Here is a post about Christmas traditions. I’m writing this because, well, I’ve got a lot of Christmas traditions, as you’re all aware. I wanted to write this for you not because I think my traditions should be your traditions – but because having traditions is important. More accurately, having traditions that you like and look forward to is important. I’m excited for Heather and Abby, starting new traditions of their own, getting to decide what THEY want. So far it’s mostly been discussion of cocktails and video games – and because Dan is involved, ham. This is by no means how I would do Christmas, but that’s what’s so glorious: it represents what’s important to you. You have a holiday which is, for secular folk, about being with people you love, about celebrating and reflecting on the past year, and about preparation for the next. Traditions and feasts are important in all cultures. Christmas, in the northern hemisphere, is nearly at the same time as the Winter Solstice, so it ties in nicely with communities coming together to give thanks that they’ve made it through the worst of the winter and knowing that the sun will come back.
Fortunately, in Australia, we have summer christmas. Summer christmas is GLORIOUS – once you accept that it’s summer. You can still have roast meats, but concessions must be made to account for the hot weather. In my family, we do this by eating dinner outside, on a trestle table, under the trees.
My fellow AP5 contributers have all experienced the glories of Millthorpe in summer, and I’ve told you all about my deep love of Christmas there. I think, in recent years, my love of Millthorpe Christmas is tied closely to my love of Millthorpe NYE. I have been thinking about my traditions at each one, and feeling overjoyed. Fresh fruit, and cream. Breakfast fry-ups. Time to talk with all of you, one on one.

WRITTEN TASKS:
**A.** Answer these questions about the Christmas traditions post, each on its own line and marked to match:
(i) What has the talk about Heather and Abby's new traditions mostly been about so far?
(ii) Where does the writer's family eat Christmas dinner?
(iii) The writer's love of Millthorpe Christmas is closely tied to a love of which other occasion there?
**B.** Write the next part of the Christmas traditions post, picking up after its final sentence.

DATA SECTION:

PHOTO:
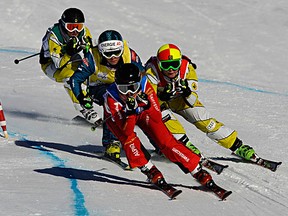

ANSWERS:
**A.**
(i) Cocktails and video games, plus ham because Dan is involved.
(ii) Outside, at a trestle table under the trees.
(iii) Millthorpe NYE.

**B.**
BUT you all know our traditions. I love the fact that I have traditions with you, my darling friends. I hope they continue. So this is about some of the other traditions my family has, because I am feeling sentimental today and I wanted to share them with you.
I have already baked the Christmas cake with my mum, in my parents’ tiny flat in Potts Point. We used to bake the cake together each year, weeks in advance. When I was an undergrad I would come up a few weeks before Christmas to bake the cake with her, but over the last few years that hasn’t happened. It was lovely – although in my mother’s usual haphazard way, we needed to go to the shops four separate times to get things we’d forgotten. We use Mrs Beeton’s rich bride or christening cake recipe. We halve it – and it still usually makes three cakes. It’s an epic recipe. It was lovely to do this again with my mum.
I have had many phonecalls with my dad about Christmas lunch itself. On Christmas day, it’s my job to set the table, but this is a massive project. White table linen, every year – my dad doesn’t believe in big lunches without white tableclothes. We have a menu, so I’m bringing up some lovely paper for it.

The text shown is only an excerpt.